_Testo mostrato_
Densamente verde, l’acqua del Tamigi defluisce a pochi metri dalle fondamenta della Tate Modern. Procedono senza sosta i silenziosi ascensori lungo la spina dorsale del museo che, quando assolveva alla funzione di Power Station, era percorso da continue scariche di kilowatt e forniva energia alle brulicanti strade di Londra. Si perdono nell’ascolto le opinioni dei visitatori mentre, sulla superficie luminosa di sette colonne al led, altre parole scivolano, lasciando impresso, per qualche istante, ai margini del campo visivo, un alone blu elettrico. All’inizio, in quelle strisce di testo si riconosce una certa scansione logica di senso compiuto. Poi, il ritmo aumenta, le correnti delle frasi sfociano da entrambe le sponde dei display, i pixel si intersecano, il colore e la forma prendono il sopravvento sulla costruzione del linguaggio che, alla fine, deflagra, lasciando posare una polvere sottile nell’atmosfera ovattata della Artist Room che ospita la mostra di Jenny Holzer.
Qualcuno dei presenti se n’è accorto? Due persone si guardano negli occhi, adagiate sulle eleganti sedute di marmo di Toward The Clouds, installazione che Holzer ha riproposto in diversi contesti. Appoggiati alle panchine disposte al centro della sala, alcuni ragazzini percorrono con le dita le frasi incise nella pietra piacevolmente fresca e tratte da Building the Barricade, testo di Anna Swirszczynska.
Nata nel 1950, Holzer iniziò il suo percorso nella seconda metà degli anni settanta quando, studentessa per un programma del Withney Museum, copiava frasi estrapolate da testi accademici su fogli di carta, che poi affiggeva sui muri di New York. Da una parte, enormi cartelloni pubblicitari, slogan, payoff, tagline, dall’altra, il writing, il wild style, le crew di graffitari. Sistema e controcultura si sfidavano apertamente per il possesso degli spazi e, in questa contesa, Holzer, che insieme a Basquiat faceva parte del collettivo Colab, preferiva una via trasversale, mimetica. Scegliendo di trasferire la ricerca linguistica concettuale nel campo di attivazione spontanea del pubblico, le sue parole non dovevano per forza dire o apparire ma solo essere lì, anche per un attimo, un sottile intertesto nel continuo processo di trasformazione dei codici che accade lungo le strade. Romantic love was invented to manipulate women, Pain can be a very positive thing, periodi incisivi oppure paradossali, oracoli immediati, sulla soglia tra oralità e scrittura, verità ovvie: «Con i Truisms offrivo qualcosa in grado di funzionare per pochi secondi o in blocchi di tempo leggermente più lunghi, per le persone disposte a concentrarsi». Nel marzo del 1982, il lungimirante Public Art Fund di New York la invitò a presentare un’installazione per l’intersezione di Times Square. Protect me from what I want, Your oldest fears are the worst ones, erano le frasi che lampeggiarono per un mese sul tabellone luminoso di Messages to the Public, rapide, chirurgiche, ambigue, perfettamente ritmate nel congestionato gioco dei rapporti di forza dell’attenzione e della fruizione, nell’incrocio di Manhattan.

_Esercizio breve 1_
Trascrivi dal testo su Jenny Holzer la parte che si apre con le parole contenenti "Qualcuno dei presenti" e si chiude con "di Anna Swirszczynska.".
_Esercizio breve 2_
Secondo il testo su Jenny Holzer, per quanto tempo lampeggiarono le frasi sul tabellone luminoso di Messages to the Public?
_Esercizio breve 3_
Elenca tutte le frasi in inglese scritte da Holzer che il testo su Jenny Holzer cita, esclusi i titoli di opere e di testi.

_Voci elencate_
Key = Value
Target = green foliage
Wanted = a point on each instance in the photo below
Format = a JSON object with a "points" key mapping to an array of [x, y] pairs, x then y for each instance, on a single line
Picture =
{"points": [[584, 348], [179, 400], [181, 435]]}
---
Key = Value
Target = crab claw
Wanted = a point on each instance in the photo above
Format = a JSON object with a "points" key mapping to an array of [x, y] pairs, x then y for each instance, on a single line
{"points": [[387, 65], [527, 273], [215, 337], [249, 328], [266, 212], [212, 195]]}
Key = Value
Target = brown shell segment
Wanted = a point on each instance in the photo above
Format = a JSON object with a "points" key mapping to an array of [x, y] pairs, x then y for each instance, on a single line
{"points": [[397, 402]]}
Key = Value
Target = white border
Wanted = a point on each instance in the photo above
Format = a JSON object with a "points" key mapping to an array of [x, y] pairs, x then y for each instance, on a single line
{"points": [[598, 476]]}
--
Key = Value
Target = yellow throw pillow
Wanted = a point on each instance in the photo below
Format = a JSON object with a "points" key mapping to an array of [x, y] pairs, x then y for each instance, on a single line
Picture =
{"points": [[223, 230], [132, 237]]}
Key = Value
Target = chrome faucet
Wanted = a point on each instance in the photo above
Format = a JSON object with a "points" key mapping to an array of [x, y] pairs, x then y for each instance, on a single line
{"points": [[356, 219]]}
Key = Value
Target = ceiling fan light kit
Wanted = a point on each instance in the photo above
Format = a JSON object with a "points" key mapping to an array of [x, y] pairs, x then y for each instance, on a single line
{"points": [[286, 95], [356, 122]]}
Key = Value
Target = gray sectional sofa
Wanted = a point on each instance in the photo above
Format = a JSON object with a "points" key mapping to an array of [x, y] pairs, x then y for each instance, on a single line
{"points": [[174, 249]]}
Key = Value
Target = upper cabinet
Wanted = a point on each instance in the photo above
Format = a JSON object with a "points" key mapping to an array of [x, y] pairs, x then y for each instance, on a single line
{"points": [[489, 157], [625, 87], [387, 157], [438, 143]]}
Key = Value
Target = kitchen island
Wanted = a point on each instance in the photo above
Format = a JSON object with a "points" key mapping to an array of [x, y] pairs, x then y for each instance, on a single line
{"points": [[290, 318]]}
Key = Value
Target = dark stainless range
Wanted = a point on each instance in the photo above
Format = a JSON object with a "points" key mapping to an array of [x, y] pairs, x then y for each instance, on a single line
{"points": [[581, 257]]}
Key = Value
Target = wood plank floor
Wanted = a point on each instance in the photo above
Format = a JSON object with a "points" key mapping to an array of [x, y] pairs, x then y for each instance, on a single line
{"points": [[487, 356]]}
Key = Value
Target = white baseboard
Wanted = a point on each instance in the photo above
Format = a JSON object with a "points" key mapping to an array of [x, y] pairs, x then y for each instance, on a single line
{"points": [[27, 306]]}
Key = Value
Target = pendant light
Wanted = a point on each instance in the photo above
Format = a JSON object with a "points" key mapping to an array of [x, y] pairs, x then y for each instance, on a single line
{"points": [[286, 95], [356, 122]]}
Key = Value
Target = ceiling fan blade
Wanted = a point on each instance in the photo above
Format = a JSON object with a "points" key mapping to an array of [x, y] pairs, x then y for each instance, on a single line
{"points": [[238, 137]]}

_Risposta scritta 1_
Qualcuno dei presenti se n’è accorto? Due persone si guardano negli occhi, adagiate sulle eleganti sedute di marmo di Toward The Clouds, installazione che Holzer ha riproposto in diversi contesti. Appoggiati alle panchine disposte al centro della sala, alcuni ragazzini percorrono con le dita le frasi incise nella pietra piacevolmente fresca e tratte da Building the Barricade, testo di Anna Swirszczynska.

_Risposta scritta 2_
Per un mese.

_Risposta scritta 3_
- Romantic love was invented to manipulate women
- Pain can be a very positive thing
- Protect me from what I want
- Your oldest fears are the worst ones